* Directive
Convert every line of the listing below into a JSON array of strings, one string per line, omitting any blank lines.

* Location identification items
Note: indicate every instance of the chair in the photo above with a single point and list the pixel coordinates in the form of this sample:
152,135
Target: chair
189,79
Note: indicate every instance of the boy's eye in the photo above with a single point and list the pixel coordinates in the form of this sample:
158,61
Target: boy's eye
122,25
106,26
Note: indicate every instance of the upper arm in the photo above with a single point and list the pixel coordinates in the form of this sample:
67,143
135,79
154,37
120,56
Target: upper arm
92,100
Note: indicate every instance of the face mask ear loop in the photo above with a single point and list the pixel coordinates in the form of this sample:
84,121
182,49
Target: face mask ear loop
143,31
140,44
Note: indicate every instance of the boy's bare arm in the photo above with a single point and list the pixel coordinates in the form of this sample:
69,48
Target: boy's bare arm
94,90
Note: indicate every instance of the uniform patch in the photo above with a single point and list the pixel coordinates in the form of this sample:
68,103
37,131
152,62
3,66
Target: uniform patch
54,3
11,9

* Written answer
[
  "Note: indicate every instance of the chair in the photo above with a single point and list the pixel coordinates in the form of this sample:",
  "152,135",
  "Target: chair",
  "189,79",
  "Note: indicate every instance of the boy's eye in the photo above with a single point and list the pixel coordinates in the form of this sample:",
  "158,61",
  "Target: boy's eye",
  "122,25",
  "106,26",
  "Note: indicate every instance of the upper arm in the photo above with a single point and list the pixel coordinates in the form of this sample:",
  "67,143",
  "135,79",
  "154,37",
  "120,56",
  "Target: upper arm",
  "92,100",
  "Note: indicate every instance of the face mask ear loop in the photo above with a single point and list the pixel coordinates in the form of this sample:",
  "84,121",
  "182,49",
  "Target: face mask ear loop",
  "143,31",
  "140,44",
  "Note: indicate every instance of the boy's bare arm in the photo above with a single point and list the pixel coordinates in the form of this sample:",
  "69,48",
  "Target: boy's bare arm",
  "94,90",
  "Note: indicate every instance of the uniform patch in the photo above with a single point and list the pixel coordinates in the form of this sample:",
  "68,103",
  "37,131",
  "152,62",
  "3,66",
  "Target: uniform patch",
  "54,3",
  "11,9"
]